_ACTIVITY_:
Would you transcribe exactly the lines from the beginning of the records below through the line with "For every instance of the exposed", both included, omitting the pictures?

Stored items from a collection:
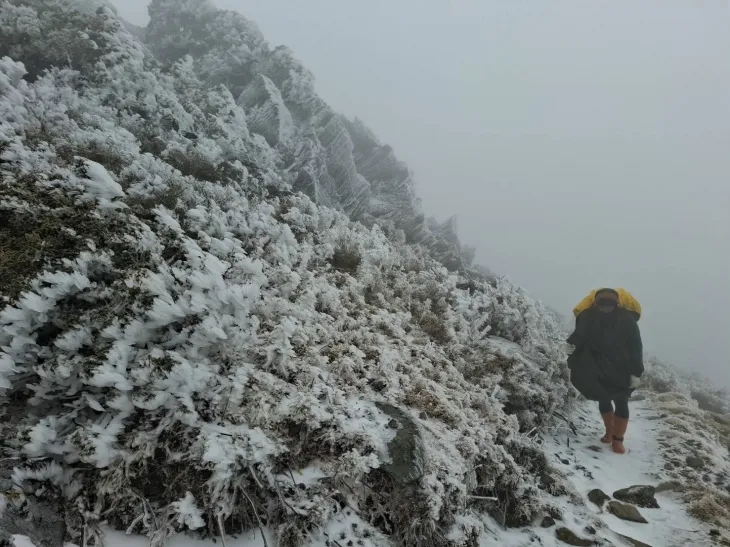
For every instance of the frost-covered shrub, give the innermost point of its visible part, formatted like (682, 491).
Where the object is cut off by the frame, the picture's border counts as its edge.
(197, 347)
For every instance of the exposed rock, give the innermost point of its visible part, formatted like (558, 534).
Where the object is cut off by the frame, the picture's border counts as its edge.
(635, 542)
(569, 537)
(406, 449)
(599, 497)
(670, 486)
(695, 462)
(41, 521)
(641, 496)
(624, 511)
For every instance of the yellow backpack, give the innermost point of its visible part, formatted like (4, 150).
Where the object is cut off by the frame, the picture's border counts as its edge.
(625, 300)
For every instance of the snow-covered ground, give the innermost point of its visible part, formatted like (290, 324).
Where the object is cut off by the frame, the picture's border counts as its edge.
(586, 464)
(589, 464)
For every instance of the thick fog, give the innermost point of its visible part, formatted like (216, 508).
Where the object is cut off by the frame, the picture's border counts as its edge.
(580, 144)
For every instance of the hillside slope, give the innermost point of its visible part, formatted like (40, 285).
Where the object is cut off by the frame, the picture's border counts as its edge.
(182, 333)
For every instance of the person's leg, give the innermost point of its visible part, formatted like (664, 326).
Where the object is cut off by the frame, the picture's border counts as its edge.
(620, 423)
(606, 410)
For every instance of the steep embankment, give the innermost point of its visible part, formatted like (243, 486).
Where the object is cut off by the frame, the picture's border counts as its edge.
(183, 335)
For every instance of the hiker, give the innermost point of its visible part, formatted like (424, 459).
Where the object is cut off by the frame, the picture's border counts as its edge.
(606, 358)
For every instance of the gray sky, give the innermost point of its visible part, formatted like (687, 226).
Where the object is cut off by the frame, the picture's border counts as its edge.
(580, 144)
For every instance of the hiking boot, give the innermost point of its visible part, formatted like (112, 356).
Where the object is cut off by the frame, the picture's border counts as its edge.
(608, 422)
(619, 430)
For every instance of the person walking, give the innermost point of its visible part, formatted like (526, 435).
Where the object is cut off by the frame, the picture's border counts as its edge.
(606, 358)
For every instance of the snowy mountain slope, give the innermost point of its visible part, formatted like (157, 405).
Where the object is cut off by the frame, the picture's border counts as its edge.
(181, 334)
(188, 345)
(337, 162)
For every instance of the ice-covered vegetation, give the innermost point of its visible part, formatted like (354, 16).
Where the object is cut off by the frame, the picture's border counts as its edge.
(222, 308)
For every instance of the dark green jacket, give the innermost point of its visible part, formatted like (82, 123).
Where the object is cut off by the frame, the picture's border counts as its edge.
(608, 350)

_EXPECTED OUTPUT_:
For every instance of the frost-covered shrub, give the innermost point of its visible part, formatted like (682, 491).
Where the object is cut off by the frame, the picture's border counts as its edge.
(197, 347)
For every instance of the exposed rock, give the innermost point of its visible part, formatted like (558, 534).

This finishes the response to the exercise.